▶ **Dataset entries**

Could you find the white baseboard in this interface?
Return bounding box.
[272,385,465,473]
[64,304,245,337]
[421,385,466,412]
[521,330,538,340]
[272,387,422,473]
...
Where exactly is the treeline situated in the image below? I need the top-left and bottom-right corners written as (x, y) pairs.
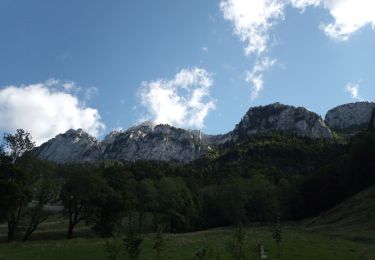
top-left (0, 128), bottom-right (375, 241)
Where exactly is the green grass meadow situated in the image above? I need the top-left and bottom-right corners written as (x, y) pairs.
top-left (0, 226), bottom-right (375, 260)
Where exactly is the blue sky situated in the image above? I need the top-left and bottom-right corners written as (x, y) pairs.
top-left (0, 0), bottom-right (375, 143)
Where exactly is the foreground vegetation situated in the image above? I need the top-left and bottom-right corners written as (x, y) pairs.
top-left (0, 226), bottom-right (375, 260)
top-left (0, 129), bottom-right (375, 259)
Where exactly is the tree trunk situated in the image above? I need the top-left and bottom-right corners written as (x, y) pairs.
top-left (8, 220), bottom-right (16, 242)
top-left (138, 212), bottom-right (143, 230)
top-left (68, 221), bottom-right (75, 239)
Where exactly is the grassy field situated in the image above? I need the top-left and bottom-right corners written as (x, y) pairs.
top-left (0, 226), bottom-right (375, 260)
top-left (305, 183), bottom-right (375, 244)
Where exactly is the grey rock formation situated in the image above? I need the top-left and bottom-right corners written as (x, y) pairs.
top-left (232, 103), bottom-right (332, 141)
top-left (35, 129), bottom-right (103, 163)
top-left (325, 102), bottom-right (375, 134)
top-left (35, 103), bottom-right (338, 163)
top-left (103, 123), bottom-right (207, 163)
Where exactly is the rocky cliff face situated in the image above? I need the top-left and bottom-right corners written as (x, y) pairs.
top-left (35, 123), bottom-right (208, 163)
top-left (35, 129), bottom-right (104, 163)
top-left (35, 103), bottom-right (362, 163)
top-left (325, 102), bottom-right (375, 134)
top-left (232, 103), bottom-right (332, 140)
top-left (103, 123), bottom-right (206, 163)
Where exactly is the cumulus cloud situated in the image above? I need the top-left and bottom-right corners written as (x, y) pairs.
==
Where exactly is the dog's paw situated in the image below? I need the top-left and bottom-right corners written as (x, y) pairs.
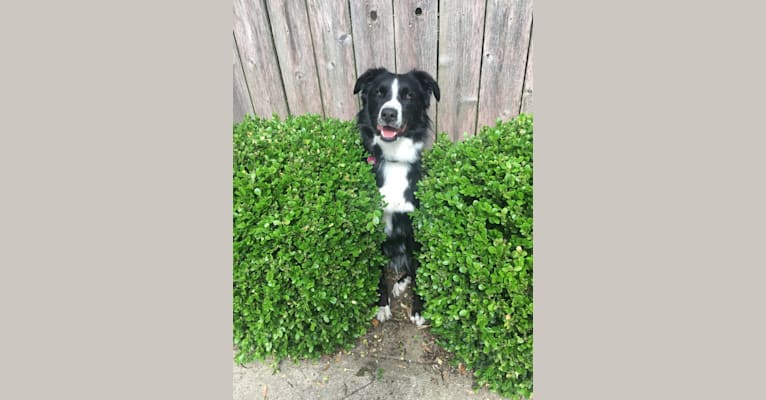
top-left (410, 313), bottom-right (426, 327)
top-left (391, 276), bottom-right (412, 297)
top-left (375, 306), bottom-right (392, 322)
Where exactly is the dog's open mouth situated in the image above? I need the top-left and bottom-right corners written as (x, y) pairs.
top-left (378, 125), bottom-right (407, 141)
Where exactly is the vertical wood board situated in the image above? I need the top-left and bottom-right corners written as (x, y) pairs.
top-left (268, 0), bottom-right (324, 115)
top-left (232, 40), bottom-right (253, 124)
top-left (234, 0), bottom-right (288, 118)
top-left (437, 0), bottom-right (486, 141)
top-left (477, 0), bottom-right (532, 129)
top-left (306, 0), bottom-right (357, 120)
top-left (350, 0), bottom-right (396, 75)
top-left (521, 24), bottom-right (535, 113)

▶ **What this task involves**
Copy the stretch of records from the line that contains "Where exactly is the grey" through the line that contains "Where exactly is the cumulus", including both of those lines.

▶ **Solved exercise**
Where exactly is the grey rock formation situated in the image above? I need the top-left and bottom-right corners written as (x, y) pairs.
top-left (232, 103), bottom-right (332, 141)
top-left (35, 129), bottom-right (103, 163)
top-left (325, 102), bottom-right (375, 134)
top-left (35, 103), bottom-right (338, 163)
top-left (103, 123), bottom-right (207, 163)
Where exactly is the rocky cliff face situated in the image above? I need the top-left and bottom-right corners written as (x, y) pairs.
top-left (35, 123), bottom-right (208, 163)
top-left (35, 129), bottom-right (104, 163)
top-left (35, 103), bottom-right (362, 163)
top-left (325, 102), bottom-right (375, 134)
top-left (232, 103), bottom-right (332, 140)
top-left (103, 123), bottom-right (206, 163)
Where exactly is the cumulus cloud situated in the image above? I need the top-left and bottom-right corners written as (x, y) pairs.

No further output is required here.